## EXERCISE TASK
Print the entries below in their entirety, exactly as they are written.

Dataset items:
----------
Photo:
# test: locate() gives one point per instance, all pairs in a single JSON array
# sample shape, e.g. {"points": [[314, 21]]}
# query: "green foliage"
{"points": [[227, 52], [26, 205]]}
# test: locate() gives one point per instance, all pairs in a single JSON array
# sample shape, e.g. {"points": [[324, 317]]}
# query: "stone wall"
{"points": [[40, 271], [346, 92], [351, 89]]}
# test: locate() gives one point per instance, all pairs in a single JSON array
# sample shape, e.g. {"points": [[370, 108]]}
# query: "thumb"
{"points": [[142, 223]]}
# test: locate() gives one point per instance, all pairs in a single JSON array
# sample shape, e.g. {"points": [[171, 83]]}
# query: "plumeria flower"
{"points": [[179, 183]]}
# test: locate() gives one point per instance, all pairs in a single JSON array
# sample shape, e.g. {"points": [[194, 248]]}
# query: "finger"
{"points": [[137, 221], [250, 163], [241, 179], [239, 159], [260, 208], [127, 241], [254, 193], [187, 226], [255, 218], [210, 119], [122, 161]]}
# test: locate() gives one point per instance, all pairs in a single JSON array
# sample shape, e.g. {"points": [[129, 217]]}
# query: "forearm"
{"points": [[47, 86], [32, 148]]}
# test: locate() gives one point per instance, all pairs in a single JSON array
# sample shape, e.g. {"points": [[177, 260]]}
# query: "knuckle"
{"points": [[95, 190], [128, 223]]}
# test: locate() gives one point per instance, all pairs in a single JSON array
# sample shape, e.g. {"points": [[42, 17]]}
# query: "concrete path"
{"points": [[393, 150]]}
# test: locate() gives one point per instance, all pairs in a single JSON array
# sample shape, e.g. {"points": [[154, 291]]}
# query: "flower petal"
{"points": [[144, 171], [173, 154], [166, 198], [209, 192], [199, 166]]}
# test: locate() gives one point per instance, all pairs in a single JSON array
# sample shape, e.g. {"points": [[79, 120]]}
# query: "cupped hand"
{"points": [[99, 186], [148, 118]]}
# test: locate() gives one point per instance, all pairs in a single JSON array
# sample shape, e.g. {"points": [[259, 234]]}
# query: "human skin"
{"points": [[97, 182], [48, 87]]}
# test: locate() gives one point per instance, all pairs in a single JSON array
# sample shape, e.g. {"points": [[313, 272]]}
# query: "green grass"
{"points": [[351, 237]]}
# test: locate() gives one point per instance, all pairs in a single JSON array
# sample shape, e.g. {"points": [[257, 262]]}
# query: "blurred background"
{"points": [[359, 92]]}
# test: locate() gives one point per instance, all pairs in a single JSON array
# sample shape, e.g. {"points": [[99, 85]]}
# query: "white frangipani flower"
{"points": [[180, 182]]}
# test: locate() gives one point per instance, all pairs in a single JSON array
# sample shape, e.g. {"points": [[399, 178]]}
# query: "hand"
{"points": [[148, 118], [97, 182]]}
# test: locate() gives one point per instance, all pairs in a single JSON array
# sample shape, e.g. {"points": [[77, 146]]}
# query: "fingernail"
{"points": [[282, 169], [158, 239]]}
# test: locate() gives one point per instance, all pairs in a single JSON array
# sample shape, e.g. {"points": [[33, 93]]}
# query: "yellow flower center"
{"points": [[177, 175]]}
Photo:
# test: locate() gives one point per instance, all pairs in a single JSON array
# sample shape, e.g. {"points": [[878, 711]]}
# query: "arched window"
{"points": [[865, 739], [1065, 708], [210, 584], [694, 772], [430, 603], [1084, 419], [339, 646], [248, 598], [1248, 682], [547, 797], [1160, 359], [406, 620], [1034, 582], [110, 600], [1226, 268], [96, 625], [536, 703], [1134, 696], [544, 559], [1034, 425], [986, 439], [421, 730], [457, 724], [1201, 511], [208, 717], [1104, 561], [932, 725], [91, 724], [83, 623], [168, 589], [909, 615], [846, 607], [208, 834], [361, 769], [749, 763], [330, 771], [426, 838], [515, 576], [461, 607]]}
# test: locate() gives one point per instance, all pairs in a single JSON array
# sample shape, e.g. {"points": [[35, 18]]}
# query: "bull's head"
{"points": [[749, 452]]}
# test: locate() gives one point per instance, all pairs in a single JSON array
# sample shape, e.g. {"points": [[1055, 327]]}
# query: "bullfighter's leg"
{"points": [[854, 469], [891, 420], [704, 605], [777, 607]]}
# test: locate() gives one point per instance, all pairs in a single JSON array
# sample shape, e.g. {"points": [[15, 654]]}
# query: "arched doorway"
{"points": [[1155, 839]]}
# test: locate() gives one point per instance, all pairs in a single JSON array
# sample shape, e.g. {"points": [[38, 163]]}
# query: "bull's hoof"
----------
## RESULT
Photo:
# test: locate() gives one point per instance, all pairs in a single JSON array
# sample shape, e.g. {"points": [[314, 21]]}
# query: "green foliage"
{"points": [[227, 52], [26, 205]]}
# test: locate() gives one point per instance, all pairs in a single JSON array
# sample shape, e.g. {"points": [[324, 317]]}
# query: "stone wall"
{"points": [[40, 271], [346, 92], [351, 89]]}
# test: locate() gives one point per instance, all pairs in a single JSON array
# sample shape, e.g. {"points": [[370, 108]]}
# query: "thumb"
{"points": [[142, 223]]}
# test: locate() gives one point per instance, all pairs in a single JSON array
# sample shape, e.g. {"points": [[171, 83]]}
# query: "plumeria flower"
{"points": [[179, 183]]}
# test: locate() gives one point per instance, all pairs in a single JSON array
# sample shape, e.g. {"points": [[194, 248]]}
# query: "finger"
{"points": [[137, 221], [250, 163], [241, 179], [239, 159], [260, 208], [127, 241], [254, 193], [187, 226], [255, 218], [210, 119], [122, 161]]}
# test: locate() gives one point per instance, all pairs in a single JSON array
# sample shape, e.g. {"points": [[129, 217]]}
# query: "forearm"
{"points": [[47, 86], [32, 148]]}
# test: locate() gives one point per instance, all pairs in a single JSON array
# sample shape, e.g. {"points": [[177, 260]]}
# query: "knuckle"
{"points": [[95, 190], [128, 223]]}
# test: locate() gives one point per instance, all pairs in a single JSON array
# sample shape, e.g. {"points": [[42, 17]]}
# query: "concrete path"
{"points": [[393, 150]]}
# test: locate() gives one point per instance, all pairs in a single JSON array
# sample shape, e.g. {"points": [[154, 291]]}
# query: "flower petal"
{"points": [[144, 171], [173, 154], [166, 198], [209, 192], [199, 166]]}
# test: locate() gives one point per instance, all pairs in a single JSON array
# sample shape, e.g. {"points": [[79, 120]]}
# query: "cupped hand"
{"points": [[99, 186], [148, 118]]}
# test: locate() gives one point per instance, all pairs in a single JSON array
# sample shape, e.g. {"points": [[259, 234]]}
# query: "human skin"
{"points": [[97, 182], [48, 87]]}
# test: locate() gives one point per instance, all pairs in a single JSON array
# sample shape, e.g. {"points": [[313, 272]]}
# query: "green grass"
{"points": [[351, 237]]}
# test: locate() gives one point per instance, all pairs in a single JSON array
# sample shape, e.g. {"points": [[257, 262]]}
# query: "blurred background"
{"points": [[359, 92]]}
# test: locate() gives one point per instance, all pairs in a single JSON array
# sample shape, e.g. {"points": [[99, 85]]}
# query: "white frangipani flower"
{"points": [[180, 182]]}
# test: locate() gives one point per instance, all pairs in a single JSON array
# sample shape, e.g. {"points": [[399, 178]]}
# query: "hand"
{"points": [[148, 118], [97, 182]]}
# test: locate() gives one point per instance, all pairs in a single JSON array
# sample shape, e.g. {"points": [[77, 146]]}
# query: "fingernail"
{"points": [[282, 169], [158, 239]]}
# test: locate() gives one point per instance, all pairs in a single JSON array
# sample shape, e.g. {"points": [[33, 93]]}
# query: "yellow flower center"
{"points": [[177, 175]]}
Photo:
# test: locate() gives one point per instance, all pairs in a single JSON array
# sample shape, e.g. {"points": [[878, 711]]}
# query: "arched window"
{"points": [[865, 739], [1065, 708], [210, 584], [694, 772], [430, 603], [1084, 419], [339, 646], [248, 598], [1248, 682], [547, 797], [1160, 359], [406, 620], [1034, 582], [110, 600], [1226, 268], [96, 625], [536, 703], [1134, 696], [544, 559], [1034, 425], [986, 439], [421, 730], [457, 724], [1201, 511], [208, 717], [1104, 561], [932, 725], [91, 724], [83, 623], [168, 589], [909, 615], [846, 607], [208, 834], [361, 769], [749, 763], [330, 771], [426, 838], [515, 576], [461, 607]]}
# test: locate() gives one point per instance, all pairs in a single JSON array
# sample shape, e.g. {"points": [[35, 18]]}
# query: "bull's head"
{"points": [[749, 452]]}
# test: locate() gives one point per instance, all pairs in a single JSON array
# sample shape, e.g. {"points": [[1055, 327]]}
# query: "bullfighter's leg"
{"points": [[854, 469], [891, 420], [704, 605], [777, 607]]}
# test: locate() gives one point per instance, all pairs in a single JSON array
# sample shape, e.g. {"points": [[15, 654]]}
# query: "arched doorway"
{"points": [[1155, 839]]}
# test: locate() gives one point per instance, all pairs in a single JSON array
# sample shape, e.g. {"points": [[38, 163]]}
# query: "bull's hoof"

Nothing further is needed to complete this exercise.